Exercise: Print the stretch of the listing below from the line containing "Class label: bush" through the line containing "xmin=0 ymin=134 xmax=296 ymax=363", both included, keeping every line unchanged.

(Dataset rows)
* Start *
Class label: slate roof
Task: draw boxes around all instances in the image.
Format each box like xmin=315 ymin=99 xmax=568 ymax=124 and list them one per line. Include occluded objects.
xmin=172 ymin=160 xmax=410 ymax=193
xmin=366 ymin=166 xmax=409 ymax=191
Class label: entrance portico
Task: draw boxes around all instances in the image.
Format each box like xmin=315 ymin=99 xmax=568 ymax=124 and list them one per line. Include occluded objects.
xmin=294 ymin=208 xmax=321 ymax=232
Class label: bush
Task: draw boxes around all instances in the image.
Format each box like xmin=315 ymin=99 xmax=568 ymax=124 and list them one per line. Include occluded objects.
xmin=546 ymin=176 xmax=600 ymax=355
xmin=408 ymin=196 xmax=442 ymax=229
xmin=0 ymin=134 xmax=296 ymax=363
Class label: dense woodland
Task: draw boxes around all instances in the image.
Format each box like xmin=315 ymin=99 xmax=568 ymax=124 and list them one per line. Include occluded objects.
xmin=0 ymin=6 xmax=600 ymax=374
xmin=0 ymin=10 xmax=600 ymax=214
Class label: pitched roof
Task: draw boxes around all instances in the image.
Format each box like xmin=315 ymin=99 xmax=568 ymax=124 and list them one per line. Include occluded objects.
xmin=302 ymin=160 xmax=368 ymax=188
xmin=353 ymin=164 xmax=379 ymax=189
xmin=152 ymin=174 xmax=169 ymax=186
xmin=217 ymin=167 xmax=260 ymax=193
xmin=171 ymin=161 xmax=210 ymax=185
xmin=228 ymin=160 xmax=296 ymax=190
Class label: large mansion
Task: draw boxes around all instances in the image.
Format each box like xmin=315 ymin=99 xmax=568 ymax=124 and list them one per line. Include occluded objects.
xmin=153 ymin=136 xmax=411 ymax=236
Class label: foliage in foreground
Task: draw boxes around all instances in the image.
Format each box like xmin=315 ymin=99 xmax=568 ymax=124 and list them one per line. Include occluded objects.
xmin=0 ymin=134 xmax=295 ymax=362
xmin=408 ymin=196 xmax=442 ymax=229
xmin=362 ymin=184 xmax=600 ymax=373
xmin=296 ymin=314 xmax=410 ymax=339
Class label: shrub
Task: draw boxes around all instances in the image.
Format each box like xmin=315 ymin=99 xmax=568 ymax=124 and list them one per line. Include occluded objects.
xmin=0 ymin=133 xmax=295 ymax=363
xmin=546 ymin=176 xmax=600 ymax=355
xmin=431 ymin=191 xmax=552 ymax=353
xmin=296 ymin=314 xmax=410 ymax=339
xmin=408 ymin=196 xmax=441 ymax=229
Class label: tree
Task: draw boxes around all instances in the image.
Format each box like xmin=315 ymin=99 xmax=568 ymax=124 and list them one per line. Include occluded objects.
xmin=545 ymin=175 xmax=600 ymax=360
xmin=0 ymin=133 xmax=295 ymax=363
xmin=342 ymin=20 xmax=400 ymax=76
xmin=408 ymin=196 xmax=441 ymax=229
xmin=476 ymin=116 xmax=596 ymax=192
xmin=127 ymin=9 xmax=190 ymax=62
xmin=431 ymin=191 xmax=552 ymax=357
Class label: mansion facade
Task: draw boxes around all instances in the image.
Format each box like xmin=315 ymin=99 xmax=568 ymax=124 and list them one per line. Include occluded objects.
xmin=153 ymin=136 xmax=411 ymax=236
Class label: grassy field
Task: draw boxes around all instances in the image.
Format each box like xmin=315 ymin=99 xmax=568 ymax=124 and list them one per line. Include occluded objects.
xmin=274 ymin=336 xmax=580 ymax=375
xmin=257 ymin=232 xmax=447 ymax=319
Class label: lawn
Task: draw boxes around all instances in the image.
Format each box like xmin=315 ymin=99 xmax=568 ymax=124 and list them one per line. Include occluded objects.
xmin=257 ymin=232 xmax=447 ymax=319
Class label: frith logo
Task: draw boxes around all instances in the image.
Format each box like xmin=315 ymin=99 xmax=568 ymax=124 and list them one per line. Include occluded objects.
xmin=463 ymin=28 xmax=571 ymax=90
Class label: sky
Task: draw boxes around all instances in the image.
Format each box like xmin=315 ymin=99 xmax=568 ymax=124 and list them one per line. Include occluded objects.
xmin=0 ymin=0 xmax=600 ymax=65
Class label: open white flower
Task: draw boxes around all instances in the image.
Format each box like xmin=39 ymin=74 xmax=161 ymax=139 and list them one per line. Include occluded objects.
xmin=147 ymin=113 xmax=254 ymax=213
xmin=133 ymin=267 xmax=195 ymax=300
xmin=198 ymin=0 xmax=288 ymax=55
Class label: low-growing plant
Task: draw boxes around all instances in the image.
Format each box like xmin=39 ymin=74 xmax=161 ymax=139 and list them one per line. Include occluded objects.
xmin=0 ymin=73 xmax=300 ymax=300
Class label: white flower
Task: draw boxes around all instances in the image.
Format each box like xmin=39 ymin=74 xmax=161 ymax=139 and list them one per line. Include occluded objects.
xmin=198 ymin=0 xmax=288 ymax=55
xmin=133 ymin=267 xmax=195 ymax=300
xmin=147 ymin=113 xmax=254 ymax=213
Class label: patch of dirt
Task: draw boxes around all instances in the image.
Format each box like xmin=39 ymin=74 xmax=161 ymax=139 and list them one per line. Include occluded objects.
* End *
The answer:
Class label: bush
Task: draw boxes around all instances in the image.
Format each box like xmin=315 ymin=99 xmax=568 ymax=124 and list them one per line. Include occluded objects.
xmin=546 ymin=176 xmax=600 ymax=355
xmin=408 ymin=196 xmax=442 ymax=229
xmin=0 ymin=134 xmax=296 ymax=363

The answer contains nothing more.